Problema planteado: Determine cuántas de las líneas que figuran a continuación contienen la palabra "blonde". Responda solo con el número.

(Anotaciones de puntos en fotografías)
>>>

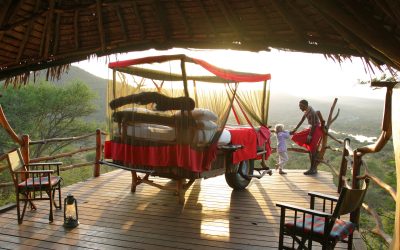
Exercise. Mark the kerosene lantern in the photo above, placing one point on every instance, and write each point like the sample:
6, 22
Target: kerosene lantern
70, 212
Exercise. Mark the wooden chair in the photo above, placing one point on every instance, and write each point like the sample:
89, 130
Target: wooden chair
324, 225
34, 181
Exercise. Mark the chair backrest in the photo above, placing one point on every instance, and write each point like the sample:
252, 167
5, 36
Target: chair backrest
350, 199
15, 163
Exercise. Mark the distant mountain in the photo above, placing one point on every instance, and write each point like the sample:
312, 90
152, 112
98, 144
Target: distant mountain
357, 115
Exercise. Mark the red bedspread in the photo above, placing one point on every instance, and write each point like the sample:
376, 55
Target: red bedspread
196, 160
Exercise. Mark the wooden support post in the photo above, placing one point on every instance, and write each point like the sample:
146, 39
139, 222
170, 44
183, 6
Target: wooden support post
96, 170
343, 165
7, 127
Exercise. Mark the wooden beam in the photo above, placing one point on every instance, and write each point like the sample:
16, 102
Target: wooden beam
365, 49
262, 14
26, 35
7, 13
76, 28
162, 19
288, 17
139, 19
100, 26
377, 37
122, 22
56, 37
230, 18
210, 23
49, 30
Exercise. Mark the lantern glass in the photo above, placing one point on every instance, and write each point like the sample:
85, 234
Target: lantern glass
70, 212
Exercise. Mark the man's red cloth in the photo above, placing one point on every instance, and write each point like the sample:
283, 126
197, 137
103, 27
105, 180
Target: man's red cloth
300, 138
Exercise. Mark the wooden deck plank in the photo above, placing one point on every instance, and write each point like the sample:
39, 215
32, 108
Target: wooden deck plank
213, 216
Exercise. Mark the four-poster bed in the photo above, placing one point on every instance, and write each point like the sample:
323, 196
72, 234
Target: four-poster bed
179, 126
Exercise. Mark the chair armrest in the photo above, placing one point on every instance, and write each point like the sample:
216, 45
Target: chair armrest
38, 164
303, 210
323, 196
45, 166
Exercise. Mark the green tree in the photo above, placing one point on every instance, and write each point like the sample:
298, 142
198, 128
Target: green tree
46, 111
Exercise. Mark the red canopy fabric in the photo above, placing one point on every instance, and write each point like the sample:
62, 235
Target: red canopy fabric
223, 73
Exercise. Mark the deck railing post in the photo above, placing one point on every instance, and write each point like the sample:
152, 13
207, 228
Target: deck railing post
343, 165
355, 184
96, 170
25, 148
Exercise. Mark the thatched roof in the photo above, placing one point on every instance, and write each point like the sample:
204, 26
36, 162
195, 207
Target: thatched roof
39, 34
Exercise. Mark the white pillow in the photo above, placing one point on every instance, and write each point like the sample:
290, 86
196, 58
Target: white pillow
206, 125
201, 114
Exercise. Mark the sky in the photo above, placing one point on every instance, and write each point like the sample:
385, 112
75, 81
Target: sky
299, 74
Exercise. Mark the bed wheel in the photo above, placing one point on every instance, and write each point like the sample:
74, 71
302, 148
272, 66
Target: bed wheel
236, 177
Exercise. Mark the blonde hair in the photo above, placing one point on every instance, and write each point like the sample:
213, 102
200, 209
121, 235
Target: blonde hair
279, 127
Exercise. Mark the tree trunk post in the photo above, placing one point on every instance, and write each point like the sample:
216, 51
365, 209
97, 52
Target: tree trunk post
25, 148
96, 171
396, 144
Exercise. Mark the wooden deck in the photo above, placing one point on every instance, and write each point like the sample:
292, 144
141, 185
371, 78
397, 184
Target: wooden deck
213, 217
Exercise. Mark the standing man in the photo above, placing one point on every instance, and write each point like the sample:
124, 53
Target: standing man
309, 138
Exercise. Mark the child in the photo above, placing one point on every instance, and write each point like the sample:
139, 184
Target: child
281, 136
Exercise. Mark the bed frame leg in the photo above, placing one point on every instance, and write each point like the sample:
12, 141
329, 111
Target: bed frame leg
134, 181
181, 190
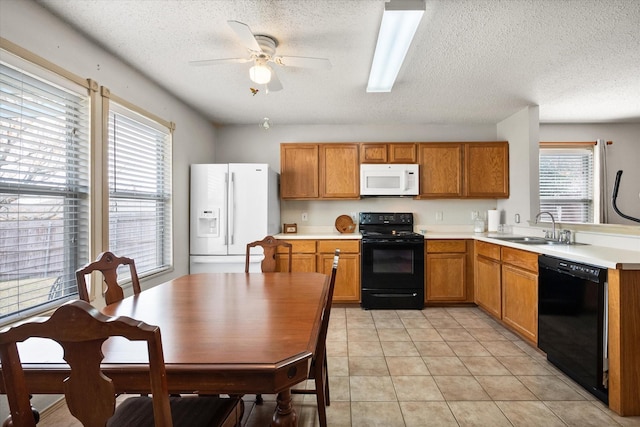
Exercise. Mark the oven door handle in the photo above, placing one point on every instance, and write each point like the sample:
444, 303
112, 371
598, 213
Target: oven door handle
410, 294
393, 242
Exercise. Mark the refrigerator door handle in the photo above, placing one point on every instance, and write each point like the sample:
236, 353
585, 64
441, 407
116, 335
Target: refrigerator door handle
226, 198
232, 222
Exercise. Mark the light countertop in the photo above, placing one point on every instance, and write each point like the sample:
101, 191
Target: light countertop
601, 256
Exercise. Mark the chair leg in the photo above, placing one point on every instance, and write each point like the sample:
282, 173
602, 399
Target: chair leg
325, 377
321, 402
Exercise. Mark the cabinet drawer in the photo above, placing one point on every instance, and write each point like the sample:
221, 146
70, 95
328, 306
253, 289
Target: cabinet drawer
488, 250
300, 247
441, 246
519, 258
345, 246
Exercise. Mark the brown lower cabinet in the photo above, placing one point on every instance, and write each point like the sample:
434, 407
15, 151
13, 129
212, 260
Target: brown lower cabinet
520, 292
448, 271
317, 256
506, 286
488, 286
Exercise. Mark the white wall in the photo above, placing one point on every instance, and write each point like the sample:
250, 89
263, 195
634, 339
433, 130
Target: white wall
623, 154
521, 130
253, 144
31, 27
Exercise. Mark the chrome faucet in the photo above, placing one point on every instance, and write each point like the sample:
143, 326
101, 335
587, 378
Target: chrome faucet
553, 221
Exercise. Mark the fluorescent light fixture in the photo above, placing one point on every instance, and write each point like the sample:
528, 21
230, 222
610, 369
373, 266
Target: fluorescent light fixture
260, 74
399, 24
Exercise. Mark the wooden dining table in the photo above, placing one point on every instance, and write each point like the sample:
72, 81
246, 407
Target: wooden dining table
222, 333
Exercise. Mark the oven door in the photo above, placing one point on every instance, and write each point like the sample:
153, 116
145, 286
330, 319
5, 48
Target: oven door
392, 274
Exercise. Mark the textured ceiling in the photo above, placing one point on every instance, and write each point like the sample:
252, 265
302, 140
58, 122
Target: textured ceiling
473, 61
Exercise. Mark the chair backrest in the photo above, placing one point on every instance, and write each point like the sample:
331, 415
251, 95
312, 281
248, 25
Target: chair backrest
81, 330
108, 264
324, 322
270, 246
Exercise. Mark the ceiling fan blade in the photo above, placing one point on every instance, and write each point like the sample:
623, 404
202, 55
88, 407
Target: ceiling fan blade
221, 61
274, 84
246, 36
304, 62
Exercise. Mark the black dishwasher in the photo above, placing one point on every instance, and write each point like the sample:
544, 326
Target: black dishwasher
572, 321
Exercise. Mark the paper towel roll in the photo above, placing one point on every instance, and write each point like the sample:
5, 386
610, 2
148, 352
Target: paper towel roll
493, 220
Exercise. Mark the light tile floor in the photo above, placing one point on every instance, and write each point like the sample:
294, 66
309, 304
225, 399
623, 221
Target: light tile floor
435, 367
439, 367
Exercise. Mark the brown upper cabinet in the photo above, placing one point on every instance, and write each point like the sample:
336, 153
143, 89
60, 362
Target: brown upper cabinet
319, 171
486, 166
388, 153
440, 170
464, 169
299, 171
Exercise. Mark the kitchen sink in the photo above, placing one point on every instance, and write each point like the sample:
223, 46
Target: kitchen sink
531, 240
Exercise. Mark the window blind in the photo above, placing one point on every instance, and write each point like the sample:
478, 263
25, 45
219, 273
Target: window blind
566, 183
44, 186
139, 190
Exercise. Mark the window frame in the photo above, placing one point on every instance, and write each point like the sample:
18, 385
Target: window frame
112, 102
31, 67
590, 200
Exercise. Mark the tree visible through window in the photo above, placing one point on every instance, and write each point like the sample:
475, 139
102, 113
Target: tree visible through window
566, 182
44, 186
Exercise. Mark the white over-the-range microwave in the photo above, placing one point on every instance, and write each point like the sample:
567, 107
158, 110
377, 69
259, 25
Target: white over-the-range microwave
389, 180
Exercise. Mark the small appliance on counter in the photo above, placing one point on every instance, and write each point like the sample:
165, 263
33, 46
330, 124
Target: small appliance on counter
392, 262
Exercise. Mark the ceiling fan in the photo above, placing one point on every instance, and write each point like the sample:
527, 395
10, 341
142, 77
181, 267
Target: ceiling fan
262, 51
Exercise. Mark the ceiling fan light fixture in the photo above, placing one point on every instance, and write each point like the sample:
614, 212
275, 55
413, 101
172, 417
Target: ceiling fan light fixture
265, 123
260, 74
399, 24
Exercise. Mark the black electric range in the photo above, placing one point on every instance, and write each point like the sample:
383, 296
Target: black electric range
392, 261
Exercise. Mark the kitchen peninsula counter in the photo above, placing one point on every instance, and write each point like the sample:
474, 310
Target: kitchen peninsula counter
602, 256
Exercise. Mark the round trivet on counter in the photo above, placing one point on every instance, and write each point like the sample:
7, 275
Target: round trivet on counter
345, 224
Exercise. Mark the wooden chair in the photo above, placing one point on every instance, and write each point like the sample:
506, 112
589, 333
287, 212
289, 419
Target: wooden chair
108, 264
81, 330
270, 246
318, 370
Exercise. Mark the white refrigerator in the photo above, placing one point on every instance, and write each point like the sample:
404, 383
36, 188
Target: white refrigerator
231, 205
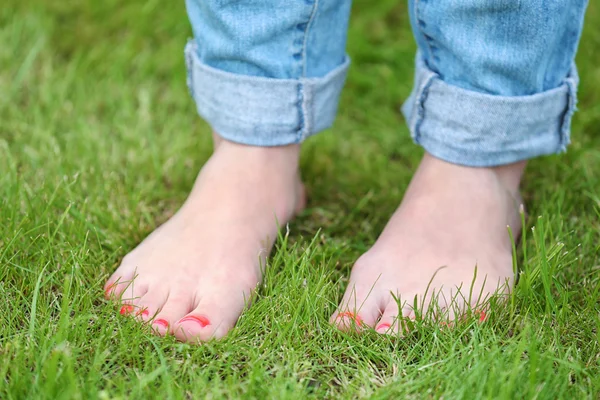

<<<

Resultado obtenido: 2